TASK REQUIREMENTS – Transcribe each entry so that nothing differs from the original.

-------- RECORDS --------

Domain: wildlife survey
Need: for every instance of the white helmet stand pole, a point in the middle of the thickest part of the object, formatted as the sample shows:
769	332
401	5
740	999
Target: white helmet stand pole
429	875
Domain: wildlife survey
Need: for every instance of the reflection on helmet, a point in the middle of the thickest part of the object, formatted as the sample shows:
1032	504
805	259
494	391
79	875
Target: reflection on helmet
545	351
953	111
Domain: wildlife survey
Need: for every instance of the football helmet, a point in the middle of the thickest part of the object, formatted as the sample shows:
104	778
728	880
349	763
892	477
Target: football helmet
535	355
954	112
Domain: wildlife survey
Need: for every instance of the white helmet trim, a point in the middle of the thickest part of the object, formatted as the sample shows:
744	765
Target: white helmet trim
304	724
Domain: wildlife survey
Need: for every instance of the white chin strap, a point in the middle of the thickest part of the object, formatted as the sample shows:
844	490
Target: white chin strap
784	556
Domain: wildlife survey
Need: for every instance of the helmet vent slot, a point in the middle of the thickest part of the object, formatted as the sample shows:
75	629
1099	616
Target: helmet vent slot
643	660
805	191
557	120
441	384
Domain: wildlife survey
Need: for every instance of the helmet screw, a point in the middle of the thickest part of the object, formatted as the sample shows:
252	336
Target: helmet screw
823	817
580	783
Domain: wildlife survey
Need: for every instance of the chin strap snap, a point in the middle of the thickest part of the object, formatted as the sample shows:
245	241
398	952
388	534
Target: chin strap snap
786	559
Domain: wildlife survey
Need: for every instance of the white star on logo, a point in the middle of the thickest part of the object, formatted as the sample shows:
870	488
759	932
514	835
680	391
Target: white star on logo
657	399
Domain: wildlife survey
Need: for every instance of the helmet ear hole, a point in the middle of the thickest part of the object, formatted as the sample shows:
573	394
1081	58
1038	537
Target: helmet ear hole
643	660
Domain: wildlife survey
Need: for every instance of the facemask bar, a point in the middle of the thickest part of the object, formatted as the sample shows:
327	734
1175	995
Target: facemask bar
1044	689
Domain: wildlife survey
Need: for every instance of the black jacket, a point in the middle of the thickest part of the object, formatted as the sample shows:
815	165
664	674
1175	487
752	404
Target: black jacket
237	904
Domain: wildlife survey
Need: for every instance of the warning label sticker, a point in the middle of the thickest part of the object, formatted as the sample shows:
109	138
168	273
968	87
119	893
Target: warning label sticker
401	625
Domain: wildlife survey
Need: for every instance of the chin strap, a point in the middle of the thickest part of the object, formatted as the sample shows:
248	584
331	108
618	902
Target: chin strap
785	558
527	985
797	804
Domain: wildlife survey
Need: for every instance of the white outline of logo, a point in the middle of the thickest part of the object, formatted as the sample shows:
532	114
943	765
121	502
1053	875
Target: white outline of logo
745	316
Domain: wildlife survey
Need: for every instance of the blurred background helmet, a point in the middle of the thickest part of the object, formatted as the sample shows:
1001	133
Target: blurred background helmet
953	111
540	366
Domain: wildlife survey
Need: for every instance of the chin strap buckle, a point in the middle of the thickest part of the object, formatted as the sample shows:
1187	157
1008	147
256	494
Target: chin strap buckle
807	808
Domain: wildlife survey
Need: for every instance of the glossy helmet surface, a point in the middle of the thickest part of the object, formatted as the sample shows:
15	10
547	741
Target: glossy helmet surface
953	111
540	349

--------

REPLY TO THE TASK –
Domain: wildlife survey
Need: for every instance of the white helmet stand pole, a point in the middle of the thickest part of the object, formatted as the sample shows:
769	332
401	5
740	999
Target: white helmet stand pole
429	875
Domain: wildlife survey
Need: for every instance of the reflection on helmet, a point in the middle of the thickest part of the object, formatted as the sample shows:
1032	504
805	259
494	391
79	875
Target: reflection on helmet
545	351
953	111
Domain: wildlife survey
Need: for every instance of the football helmet, a point in the middle of the thickest part of the object, formatted as the sample shows:
104	778
728	880
349	763
892	477
Target: football helmet
535	355
954	112
Domain: wildlife survey
Need: for every instance of the white helmet trim, a point in the middle of the thickest part of the object, formatted as the sample shows:
744	765
Target: white helmet trim
304	724
Domain: wildlife survey
Need: for every instance of the white chin strap, a point in the middle of the thickest part of the object, formatted as the sample shows:
844	490
Target: white chin strap
784	556
Domain: wildlife survey
Need: for every instance of the helmet vent slot, a point in the middle of the thickest part of the object, formatted as the sample shows:
75	629
1099	616
Target: helmet vent slot
643	660
805	191
557	120
441	384
Domain: wildlife survey
Need: for every instance of the helmet screw, a point in the middle of the thickest part of the object, formatted as the sample shows:
252	336
Target: helmet screw
823	817
580	783
Domain: wildlife survey
Need: for every instance of the chin strap snap, a point in the middle of the thickest part of the object, formatted as the sample shows:
245	241
398	952
388	534
Target: chin strap snap
786	559
Domain: wildlife survey
Need: for every instance of the white star on logo, a point in the middle of the thickest part of the object, formatted as the sample shows:
870	488
759	932
514	835
680	391
Target: white star on logo
657	399
Domain: wildlife survey
Need: for every instance of the helmet ear hole, a point in the middle of the thickest part of the object, formatted as the sample shows:
573	394
1081	58
1038	537
Target: helmet ear hole
643	660
Domain: wildlife survey
Need: for every instance of the facemask bar, a point in the middle of the thickest part of the object, formatted as the sample shows:
327	734
1175	995
Target: facemask bar
1044	689
Domain: wildlife survey
Need: for every instance of the black jacket, a point in the middle of the thickest part of the object, formatted as the sample shows:
815	165
664	674
1175	487
752	404
Target: black jacket
237	904
Domain: wildlife survey
Need: for every instance of the warning label sticker, a point in the middle of the thickest part of the object, formatted as the sample shows:
109	138
168	273
968	87
119	893
Target: warning label sticker
401	625
Domain: wildlife survey
Need: for every instance of the chin strap, a point in the middle of the thickest part of the object, formatted as the sample shows:
248	584
331	108
618	902
Target: chin strap
785	558
527	985
797	804
Domain: wildlife survey
Need: for every instance of the white outline of logo, a point in the middle of the thickest part of the object, formatted as the sample shows:
532	114
943	765
121	502
1053	875
Target: white outline of logo
745	316
Domain: wildlife survey
Need: for every instance of the blurred background helmet, a point in the middle of the thickest part of the object, formatted as the sample shows:
1001	133
Target: blurred background helmet
953	111
540	366
Domain: wildlife survey
Need: for every instance of the chin strap buckle, a point in the middle of the thickest part of the object, formatted as the sample shows:
1187	157
1008	147
256	494
Target: chin strap buckle
807	808
Domain: wildlife survey
Need: for every instance of the glossy helmet surface, a point in the middle of the thickest part of the object, formatted as the sample shows:
15	10
547	741
Target: glossy helmet surface
953	111
540	349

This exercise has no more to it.